## What to work on
- a) From the news story on Nasrallah's rally, reproduce word for word the part that opens with the words containing "Saturday, 23-September-2006" and closes with "would never disarm.".
- b) Write the next part of the news story about the Hezbollah victory rally, picking up right after its last sentence.

Saturday, 23-September-2006
Herald Tribune - BEIRUT Defying Israel and the United States, Hezbollah's leader, Hassan Nasrallah, appeared at a giant "victory" rally Friday and declared that the militant group still possessed 20,000 rockets and would never disarm.

"No army in the world is strong enough to disarm us," he told a cheering crowd that appeared to number in the hundreds of thousands.

Nasrallah's presence was meant to underscore the idea that Hezbollah had triumphed over Israel, which has vowed to kill him. It was the first time he had been seen in public since July 12, when he announced the capture of two Israeli soldiers in a cross-border raid, the event that precipitated Israel's 34- day invasion of southern Lebanon.

His speech was both a fiery tirade addressed to Israel and the United States and a giddy celebration of Hezbollah's strengthened position within Lebanon since the end of the war.

"During the war, I said we had 11,000 rockets, but it was really more," he told the crowd. "Is it 12,000?" some members of the audience called out.

"Keep counting!" he replied.

"Is it 13?"

"Forget counting!" he said, to hearty laughter. "We haven't even begun rearming, and we have more than 20,000!"

## Information provided
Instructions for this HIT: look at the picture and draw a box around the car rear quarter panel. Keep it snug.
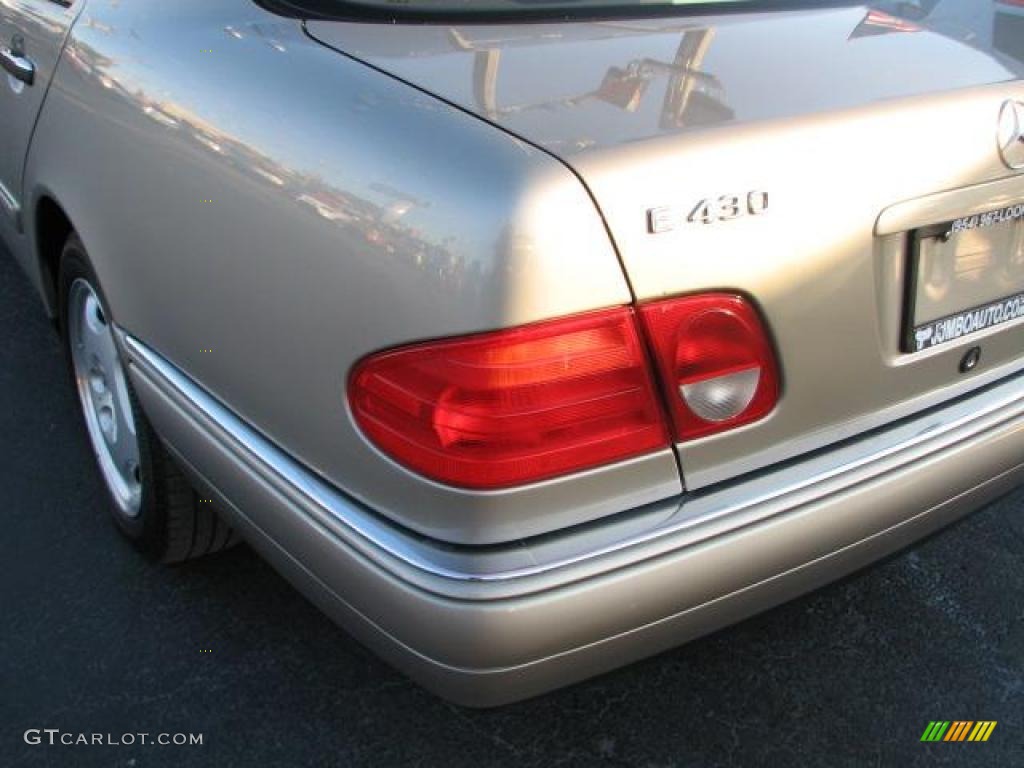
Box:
[27,0,680,543]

## Task-by-task results
- a)
Saturday, 23-September-2006
Herald Tribune - BEIRUT Defying Israel and the United States, Hezbollah's leader, Hassan Nasrallah, appeared at a giant "victory" rally Friday and declared that the militant group still possessed 20,000 rockets and would never disarm.

- b)
Israeli officials have estimated that Hezbollah has about 10,000 rockets, mostly short-range Katyusha missiles that could not reach Israeli territory if the group is prevented from operating south of the Litani River, the area where a UN-supported peacekeeping force is being deployed under the cease-fire agreement.

At one point in Nasrallah's speech, which was part olive branch, part power-play, he called on the pro-Western governing coalition in Lebanon to step down in favor of a government of national unity - one in which Hezbollah would probably hold more than the two cabinet seats it won in elections last spring. He also warned UN peacekeepers not to spy on "the resistance."

Nasrallah congratulated the crowd for what he called a "divine, historic and strategic victory" over the United States as well as Israel, and said the conflict was "an American war" because Washington provided the weapons, planning and diplomatic support that made possible the Israeli assault on Lebanon's infrastructure.

When the fighting ended, he said, it was not because of the suffering of the Lebanese or any weakness on the part of Hezbollah, but because "the Zionists realized that if it continued, it would be a catastrophe."

"The Americans agreed to stop the war, not for the women, not for the children of the Lebanese - they stopped the war for Israel," he said.

He said the Bush administration had allowed the war to go forward as part of the plan to create "a new Middle East."

"This Middle East was illegitimate," he said, and its defeat has become an inspiration "for people who fight for their freedom and dignity" around the world.

The rally Friday once again demonstrated Hezbollah's organizational abilities, which have allowed it to take the lead in the reconstruction of southern Lebanon, reinforcing the sense that it, rather than the central government, is the dominant force in the country.

Many people at the rally said they had walked to Beirut from southern Lebanon, setting out early in the week.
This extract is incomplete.